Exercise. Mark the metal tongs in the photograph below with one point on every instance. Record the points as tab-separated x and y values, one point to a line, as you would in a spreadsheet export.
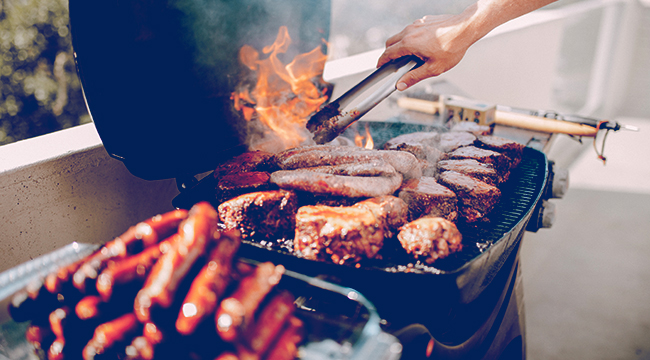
330	121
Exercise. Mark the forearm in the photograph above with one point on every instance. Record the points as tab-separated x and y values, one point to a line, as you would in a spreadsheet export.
485	15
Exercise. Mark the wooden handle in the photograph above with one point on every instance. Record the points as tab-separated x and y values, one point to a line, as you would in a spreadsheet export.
523	121
542	124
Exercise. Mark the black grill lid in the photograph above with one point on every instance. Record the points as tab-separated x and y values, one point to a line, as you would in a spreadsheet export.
157	75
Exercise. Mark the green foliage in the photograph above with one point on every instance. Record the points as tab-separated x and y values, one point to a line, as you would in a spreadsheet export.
40	90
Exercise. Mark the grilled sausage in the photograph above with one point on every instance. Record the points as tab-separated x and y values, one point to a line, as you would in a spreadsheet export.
110	335
209	286
199	229
135	239
270	322
337	185
311	156
131	270
286	348
236	312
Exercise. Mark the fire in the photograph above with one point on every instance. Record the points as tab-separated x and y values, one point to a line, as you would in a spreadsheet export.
283	97
358	139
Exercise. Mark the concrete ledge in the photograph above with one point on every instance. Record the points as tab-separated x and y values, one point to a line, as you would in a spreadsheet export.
64	187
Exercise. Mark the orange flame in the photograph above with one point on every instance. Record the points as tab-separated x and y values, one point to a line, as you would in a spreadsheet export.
284	96
359	139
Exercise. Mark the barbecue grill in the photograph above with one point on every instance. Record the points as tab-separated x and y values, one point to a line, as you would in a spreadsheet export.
180	123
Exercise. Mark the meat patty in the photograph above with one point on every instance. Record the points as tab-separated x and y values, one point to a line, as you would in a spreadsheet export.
247	162
236	184
500	162
261	215
430	238
425	197
476	198
337	185
320	155
343	235
512	149
454	140
472	127
472	168
389	210
421	144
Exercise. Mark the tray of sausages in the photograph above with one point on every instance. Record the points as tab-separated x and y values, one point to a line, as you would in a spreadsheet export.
173	287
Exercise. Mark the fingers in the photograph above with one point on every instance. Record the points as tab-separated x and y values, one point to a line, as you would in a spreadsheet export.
413	77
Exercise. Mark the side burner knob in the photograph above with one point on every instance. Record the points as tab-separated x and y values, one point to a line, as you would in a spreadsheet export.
560	183
547	216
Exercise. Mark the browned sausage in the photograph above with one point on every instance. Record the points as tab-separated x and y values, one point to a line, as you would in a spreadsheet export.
209	286
135	239
270	322
140	349
133	269
195	232
108	335
236	312
286	348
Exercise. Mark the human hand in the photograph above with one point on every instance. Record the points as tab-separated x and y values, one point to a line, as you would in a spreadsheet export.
440	41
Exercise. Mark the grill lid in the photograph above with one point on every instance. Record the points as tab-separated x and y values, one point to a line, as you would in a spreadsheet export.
157	75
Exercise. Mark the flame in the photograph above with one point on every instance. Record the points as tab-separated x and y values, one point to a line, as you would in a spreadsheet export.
359	139
284	96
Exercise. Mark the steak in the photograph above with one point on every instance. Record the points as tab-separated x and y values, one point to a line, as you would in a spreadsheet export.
500	162
476	198
391	211
262	215
471	167
340	234
507	147
430	238
456	139
426	197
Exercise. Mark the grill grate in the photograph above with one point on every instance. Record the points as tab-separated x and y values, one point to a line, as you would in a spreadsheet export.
519	195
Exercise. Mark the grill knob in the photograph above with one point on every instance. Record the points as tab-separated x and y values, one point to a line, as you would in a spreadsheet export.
547	216
560	183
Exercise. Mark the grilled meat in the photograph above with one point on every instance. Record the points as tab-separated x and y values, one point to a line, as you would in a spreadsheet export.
421	144
340	234
500	162
472	168
476	198
425	197
472	127
261	215
260	323
247	162
337	185
233	185
320	155
430	238
390	210
509	148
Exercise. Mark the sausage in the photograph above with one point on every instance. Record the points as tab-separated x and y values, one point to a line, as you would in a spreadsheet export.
108	336
270	322
286	348
338	185
209	286
140	349
371	168
131	270
236	312
195	232
40	336
311	156
135	239
32	303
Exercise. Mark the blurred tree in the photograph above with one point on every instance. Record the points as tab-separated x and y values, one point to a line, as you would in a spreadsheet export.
40	91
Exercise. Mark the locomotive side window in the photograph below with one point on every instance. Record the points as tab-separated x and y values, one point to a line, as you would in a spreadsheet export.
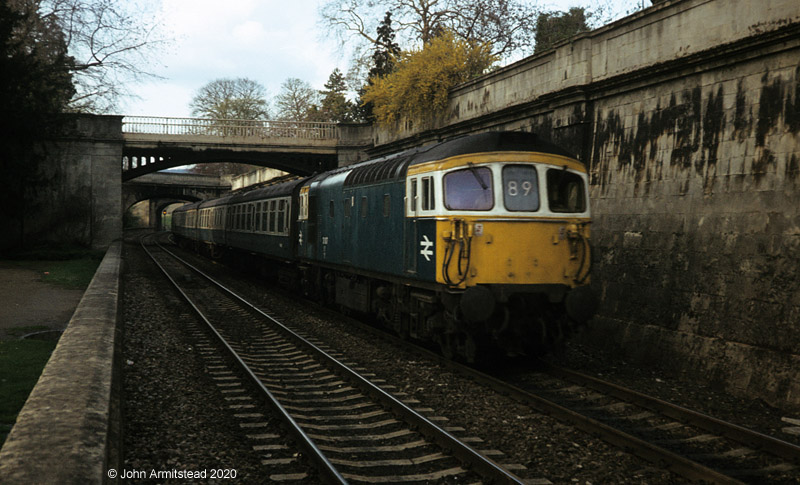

**EXERCISE DETAILS:** The expected result is every record above, word for word, with no pictures in it.

**SOLUTION BELOW:**
Exercise. Mark the metal tongs in the photograph below with one point on every instance. Record the points as tab-separated x and y values, one point to a line, as you would in a spreadsheet export.
330	121
Exercise. Mark the forearm in the photograph above with one point on every instance. Record the points as tab-separated x and y values, one point to a line, as you would in a spreadsheet export.
485	15
Exercise. Mark the wooden handle in the photograph above with one point on every instance. Record the points as tab-separated x and y values, one point to a line, as you would in a spreadsheet export.
523	121
542	124
Exercise. Mark the black grill lid in the photograph above with one point on every instance. Record the points as tab-separated x and y values, one point to a line, as you would in a spreadsheet export.
157	75
Exercise. Mark the green foliage in the photograph above with one point on every instance. Record the points as tab-separated x and y values, one point to a line, as you would in a spreadsheet export.
40	90
Exercise. Mark the grilled sausage in the photograph above with one point on every instance. Record the points as tab-separated x and y values, one point to a line, as you would in a spreadsheet export.
110	335
209	286
199	229
135	239
270	322
337	185
311	156
131	270
286	348
236	312
Exercise. Mark the fire in the photograph above with one point on every instance. Record the points as tab-separated x and y values, one point to a line, as you would in a spreadsheet export.
283	97
358	139
Exercise. Mark the concrete ledge in the photograph above with one point on every instance. Record the points as tab-separated x and y values, one point to a line, as you would in a spreadsheet export.
64	187
Exercise. Mark the orange flame in the photograph above with one point on every instance. Record the points as tab-separated x and y values, one point to a line, as you would in a spreadsheet export.
284	96
359	139
Exercise. Mark the barbecue grill in the photograph above with one point on every instance. Record the points as tab-separated x and y values, one point to a line, as you would in a spreadsheet export.
180	123
Exercise. Mark the meat patty in the photograph above with one point on every instance. Record the points as tab-separated x and y values, one point to a line, as you would in a spreadsheet export.
247	162
236	184
500	162
261	215
430	238
425	197
476	198
337	185
320	155
343	235
512	149
454	140
472	127
472	168
389	210
421	144
Exercise. Mark the tray of sausages in the photograph above with one point on every instance. Record the points as tab-separated x and y values, one point to a line, as you would in a spreadsheet export.
173	287
Exercise. Mark the fingers in the photograph above with one point on every instance. Record the points as tab-separated x and y values, one point to a line, as you would in a spreadsheet export.
413	77
Exercise. Mark the side burner knob in the photograph above with one point on every instance. Record the points as tab-separated x and y values, one point to a line, as you would in a spreadsheet export.
560	183
547	216
Exercise. Mark the browned sausage in the photograph above with one point on every instance. Record the points as tab-separated x and y values, one point to a line, as you would in a spreadsheet export.
209	286
135	239
270	322
140	349
133	269
195	232
108	335
236	312
286	348
Exercise. Mark the human hand in the photograph above with one point on every instance. Record the points as tab-separated x and y values, one point to a line, as you would in a spreadsheet export.
440	41
Exercise. Mark the grill lid in the photograph above with one point on every instance. Record the points as tab-separated x and y values, one point to a line, as you would in a spreadsheet export.
157	75
Exercise. Mark the flame in the photograph above with one point on every instance. Record the points as tab-separated x and y values, one point to a line, as you would in a spreadsheet export.
359	139
284	96
Exercise. Mark the steak in the photograph above with one point on every instance. Record the points as tab-separated x and y values, one point to a line, as you would in a spreadsheet export.
500	162
476	198
391	211
262	215
471	167
340	234
507	147
430	238
456	139
426	197
Exercise. Mark the grill grate in the photograph above with one point on every instance. Record the points as tab-separated x and y values, one point to a line, as you would in a spreadsheet export.
519	195
Exercise. Mark the grill knob in the photograph above with one point on every instance. Record the points as tab-separated x and y values, one point to a line, as you would in a spreadsheet export.
547	216
560	183
Exercise. Mark the grilled meat in the photograph above with one point on every instance. Record the points as tab-separated x and y values, one point to a line, as you would in a spreadsheet export.
421	144
340	234
500	162
472	168
476	198
425	197
472	127
261	215
260	323
247	162
337	185
233	185
320	155
430	238
390	210
509	148
Exercise. Mark the sausage in the photograph above with one point on every instance. Record the points as tab-separated x and y values, one point to a line, as you would in a spreadsheet export.
108	336
270	322
286	348
338	185
209	286
140	349
371	168
131	270
236	312
195	232
40	336
311	156
135	239
32	303
Exercise. Mark the blurred tree in the photograph above with one point on every instance. Record the points as tab-separated x and y values, one point to a line, as you would in a spreadsheet export.
40	91
Exercise. Mark the locomotive side window in the photograph below with one point on every instance. Record the points as tab-separated x and y values, one point to a line, as you would in a spreadsheet export.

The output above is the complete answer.